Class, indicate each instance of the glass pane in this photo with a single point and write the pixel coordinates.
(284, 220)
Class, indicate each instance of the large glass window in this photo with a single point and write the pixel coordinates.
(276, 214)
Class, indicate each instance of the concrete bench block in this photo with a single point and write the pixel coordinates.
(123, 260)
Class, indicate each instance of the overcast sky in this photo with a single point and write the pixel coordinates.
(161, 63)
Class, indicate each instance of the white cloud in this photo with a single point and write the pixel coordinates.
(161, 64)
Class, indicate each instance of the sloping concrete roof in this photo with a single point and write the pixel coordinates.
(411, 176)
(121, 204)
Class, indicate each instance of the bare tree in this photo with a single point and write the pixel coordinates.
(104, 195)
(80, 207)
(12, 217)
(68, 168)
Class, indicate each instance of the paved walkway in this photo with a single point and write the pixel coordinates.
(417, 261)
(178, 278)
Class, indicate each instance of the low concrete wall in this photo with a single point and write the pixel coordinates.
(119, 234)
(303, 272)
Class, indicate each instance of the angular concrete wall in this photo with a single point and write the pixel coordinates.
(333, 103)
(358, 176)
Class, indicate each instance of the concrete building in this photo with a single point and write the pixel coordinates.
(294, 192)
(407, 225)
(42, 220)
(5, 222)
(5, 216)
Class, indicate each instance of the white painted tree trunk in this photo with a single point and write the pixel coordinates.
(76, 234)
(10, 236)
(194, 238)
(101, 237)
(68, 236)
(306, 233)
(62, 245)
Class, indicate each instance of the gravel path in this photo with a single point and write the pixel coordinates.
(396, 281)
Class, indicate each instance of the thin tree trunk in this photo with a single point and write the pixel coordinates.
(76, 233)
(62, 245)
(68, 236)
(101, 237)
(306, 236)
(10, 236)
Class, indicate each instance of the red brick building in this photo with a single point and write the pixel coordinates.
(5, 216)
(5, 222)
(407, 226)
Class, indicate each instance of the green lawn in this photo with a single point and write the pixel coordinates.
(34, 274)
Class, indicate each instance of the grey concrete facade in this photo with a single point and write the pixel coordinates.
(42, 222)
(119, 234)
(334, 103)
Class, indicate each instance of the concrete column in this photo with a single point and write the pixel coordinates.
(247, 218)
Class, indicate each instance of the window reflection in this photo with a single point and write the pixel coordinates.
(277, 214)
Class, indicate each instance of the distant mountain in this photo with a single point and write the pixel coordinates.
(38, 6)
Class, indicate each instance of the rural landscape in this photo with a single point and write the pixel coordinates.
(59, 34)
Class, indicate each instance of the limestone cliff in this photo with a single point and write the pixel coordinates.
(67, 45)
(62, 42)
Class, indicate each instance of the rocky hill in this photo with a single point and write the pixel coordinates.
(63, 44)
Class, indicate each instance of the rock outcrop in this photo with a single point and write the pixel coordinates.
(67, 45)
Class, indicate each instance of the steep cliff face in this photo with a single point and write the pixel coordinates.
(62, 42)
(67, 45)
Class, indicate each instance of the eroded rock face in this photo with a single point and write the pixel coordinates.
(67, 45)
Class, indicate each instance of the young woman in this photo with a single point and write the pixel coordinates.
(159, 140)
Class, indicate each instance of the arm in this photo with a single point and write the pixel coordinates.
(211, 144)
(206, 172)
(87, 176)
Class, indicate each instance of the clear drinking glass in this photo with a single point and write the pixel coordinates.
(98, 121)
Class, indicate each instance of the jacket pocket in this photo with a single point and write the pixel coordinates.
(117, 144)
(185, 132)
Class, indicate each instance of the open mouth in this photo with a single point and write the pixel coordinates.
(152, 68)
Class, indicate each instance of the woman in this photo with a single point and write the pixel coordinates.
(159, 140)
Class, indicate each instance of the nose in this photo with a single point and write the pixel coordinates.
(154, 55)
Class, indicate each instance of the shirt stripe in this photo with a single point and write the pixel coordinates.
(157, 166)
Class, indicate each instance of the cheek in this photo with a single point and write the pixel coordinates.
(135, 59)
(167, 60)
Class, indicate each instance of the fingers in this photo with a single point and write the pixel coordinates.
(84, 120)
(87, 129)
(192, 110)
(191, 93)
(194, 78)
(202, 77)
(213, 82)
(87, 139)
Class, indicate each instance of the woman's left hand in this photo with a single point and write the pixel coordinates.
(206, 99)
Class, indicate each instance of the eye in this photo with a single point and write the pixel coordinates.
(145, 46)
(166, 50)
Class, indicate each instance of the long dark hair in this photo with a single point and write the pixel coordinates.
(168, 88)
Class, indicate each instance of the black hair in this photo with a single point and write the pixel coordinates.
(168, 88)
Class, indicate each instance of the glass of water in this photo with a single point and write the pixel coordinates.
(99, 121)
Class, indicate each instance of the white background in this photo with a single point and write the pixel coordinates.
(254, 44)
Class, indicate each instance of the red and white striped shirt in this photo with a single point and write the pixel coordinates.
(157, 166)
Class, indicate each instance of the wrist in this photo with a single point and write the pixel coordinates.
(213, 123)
--*--
Goal of the exercise:
Rewrite the listing above with "single point" changed to "one dot" at every occurrence and everything else kept the same.

Task solution:
Class, indicate each instance of the glass pane in this photo with a one dot and write the pixel coordinates.
(284, 220)
Class, indicate each instance of the large glass window in this photo with a one dot and write the pixel coordinates.
(276, 214)
Class, indicate each instance of the concrete bench block in this photo with a one dot and write the pixel coordinates.
(123, 260)
Class, indicate each instance of the overcast sky in this photo with a one dot and write the pixel coordinates.
(161, 63)
Class, indicate each instance of the white cloud in this photo with a one dot and write the pixel coordinates.
(161, 64)
Class, indicate each instance of the sloping concrete roof in this photo with a one dot and write the pixel coordinates.
(411, 176)
(121, 204)
Class, indicate each instance of the bare tree in this photo with a one dot and write the pixel coordinates.
(104, 195)
(80, 207)
(12, 217)
(68, 168)
Class, indicate each instance of the paved walkway in this photo with a one dot and write the pixel coordinates.
(417, 261)
(178, 278)
Class, indicate each instance of the low concrete wall in this photo with a one dot and write the pixel coordinates.
(119, 234)
(303, 272)
Class, indicate each instance of the angular concrete wall in this photo with a one dot and write the pixel coordinates.
(333, 103)
(358, 176)
Class, indicate each instance of the concrete building in this photo with a one dot and write the pixel coordinates.
(294, 192)
(407, 225)
(42, 220)
(5, 222)
(5, 216)
Class, indicate each instance of the white painted tree trunk in this photo with a one dot and write the pixel coordinates.
(76, 234)
(10, 236)
(194, 238)
(101, 237)
(68, 236)
(306, 233)
(62, 245)
Class, indicate each instance of the gravel path in this photo with a one dot and write the pixel coordinates.
(396, 281)
Class, indicate each instance of the thin tree trunk in this photo with a one dot and write the pixel coordinates.
(76, 233)
(62, 245)
(68, 236)
(101, 237)
(306, 236)
(10, 236)
Class, indicate each instance of the red brick building in this photo with a one dot and write the pixel coordinates.
(5, 216)
(5, 222)
(407, 226)
Class, indicate each instance of the green lawn in this photo with a one dot and write the pixel coordinates.
(34, 274)
Class, indicate each instance of the grey concrete facade in this photo with a one dot and write the pixel coordinates.
(42, 222)
(119, 234)
(334, 103)
Class, indicate each instance of the concrete column in this photo with a one dot and write the pixel coordinates.
(247, 218)
Class, indicate each instance of the window reflection in this photo with a one dot and write the pixel coordinates.
(277, 214)
Class, indicate each instance of the distant mountain in this photo with a one dot and write the pixel coordinates.
(38, 6)
Class, indicate each instance of the rural landscape in this photo with a one dot and write the pixel coordinates.
(59, 34)
Class, indicate each instance of the limestone cliff in this photo with a one dot and write the pixel coordinates.
(67, 45)
(62, 42)
Class, indicate each instance of the rocky hill in this photo with a one dot and write the pixel coordinates.
(63, 44)
Class, indicate each instance of the rock outcrop in this photo with a one dot and write the pixel coordinates.
(67, 45)
Class, indicate each instance of the steep cliff face in this photo with a one dot and write the pixel coordinates.
(62, 42)
(67, 45)
Class, indicate each instance of the eroded rock face in this photo with a one dot and write the pixel coordinates.
(67, 45)
Class, indicate each instance of the young woman in this photo with a one dot and write the pixel coordinates.
(159, 140)
Class, indicate each instance of the arm in this photo with a one dot and write the pixel coordinates.
(211, 144)
(206, 172)
(87, 176)
Class, indicate each instance of the clear drinking glass in this photo with a one dot and write the pixel coordinates.
(98, 121)
Class, indicate each instance of the jacket pocket in this photo with a one dot and write the pixel coordinates.
(117, 144)
(185, 132)
Class, indicate each instance of the open mouth in this photo with a one dot and write the pixel coordinates.
(152, 68)
Class, indicate each instance of the woman in this photo with a one dot and write the pixel coordinates.
(159, 140)
Class, indicate each instance of the nose in this photo with a one dot and write the pixel coordinates.
(154, 55)
Class, indicate each instance of the shirt stripe in this photo with a one dot and write the pixel coordinates.
(157, 166)
Class, indicate each instance of the cheek in this photo with a one dot and write the pixel coordinates.
(135, 59)
(167, 60)
Class, indicate each instance of the fingers in this photo with a one dot and write the pixel coordinates.
(84, 120)
(87, 129)
(192, 110)
(191, 93)
(194, 78)
(202, 77)
(213, 82)
(87, 139)
Class, indicate each instance of the woman's left hand in this photo with a one dot and write the pixel coordinates.
(206, 99)
Class, indicate each instance of the eye in this photo with a one dot and write the pixel coordinates.
(145, 46)
(166, 50)
Class, indicate each instance of the long dark hair in this photo with a one dot and write the pixel coordinates.
(168, 88)
Class, indicate each instance of the black hair in this photo with a one dot and write the pixel coordinates.
(168, 88)
Class, indicate each instance of the glass of water in this photo with a one dot and write the pixel coordinates.
(99, 121)
Class, indicate each instance of the white background in this photo with a one dot and write the pixel coordinates.
(254, 44)
Class, indicate each instance of the red and white striped shirt in this photo with a one dot and write the pixel coordinates.
(157, 166)
Class, indicate each instance of the wrist in this photo with a one dot and write the pixel coordinates.
(213, 123)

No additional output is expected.